Em outubro de 2024, o Instituto Moreira Salles (IMS-SP) inaugurou a exposição Thomaz Farkas, todomundo, que reúne 500 itens, entre fotografias, filmes, documentos e equipamentos, em comemoração do centenário do célebre fotógrafo hungaro. Radicado no Brasil ainda criança, nos anos 1930, Thomaz foi um dos pioneiros na fotografia moderna brasileira, retratando a construção de Brasília, além de dirigir uma série de documentários, como Brasil Verdade – retratando, em médias-metragens, a história do Cangaço, da escola de samba Unidos de Vila Isabel, o futebol e a migração de nordestinos para São Paulo –, e Jânio a 24 Quadros, sobre o ex-presidente do Brasil e a ditadura que o derrubaria do posto.
Simpatizante do PCB, como sinalizou em uma entrevista, apesar de “não se vincular ao partido” por não ter “disciplina para estudar Marx e Engels”, Thomaz se afirmava um “otimista delirante”, no sentido de que gostaria de ver o mundo se transformando para melhor. É a partir dessa visão de mundo, ainda que não muito explícita em seu trabalho, que o fotógrafo baseou sua produção, muito marcada pela cultura popular e suas questões sociais: o futebol foi um dos seus temas prediletos.
----
Tarefas propostas >>
1/ Reproduza o trecho sobre Thomaz Farkas de "Em outubro de" até "derrubaria do posto.".
2/ Segundo o trecho sobre Thomaz Farkas, quantos itens reúne a exposição inaugurada no IMS-SP em outubro de 2024?
3/ Liste os temas que, segundo o trecho sobre Thomaz Farkas, os médias-metragens da série Brasil Verdade retratam.

Dados coletados >>
----
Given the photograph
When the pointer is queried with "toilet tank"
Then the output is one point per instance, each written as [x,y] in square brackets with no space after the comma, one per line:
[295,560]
----
Respostas por tarefa >>
1/
Em outubro de 2024, o Instituto Moreira Salles (IMS-SP) inaugurou a exposição Thomaz Farkas, todomundo, que reúne 500 itens, entre fotografias, filmes, documentos e equipamentos, em comemoração do centenário do célebre fotógrafo hungaro. Radicado no Brasil ainda criança, nos anos 1930, Thomaz foi um dos pioneiros na fotografia moderna brasileira, retratando a construção de Brasília, além de dirigir uma série de documentários, como Brasil Verdade – retratando, em médias-metragens, a história do Cangaço, da escola de samba Unidos de Vila Isabel, o futebol e a migração de nordestinos para São Paulo –, e Jânio a 24 Quadros, sobre o ex-presidente do Brasil e a ditadura que o derrubaria do posto.

2/ 500 itens.

3/
- A história do Cangaço
- A escola de samba Unidos de Vila Isabel
- O futebol
- A migração de nordestinos para São Paulo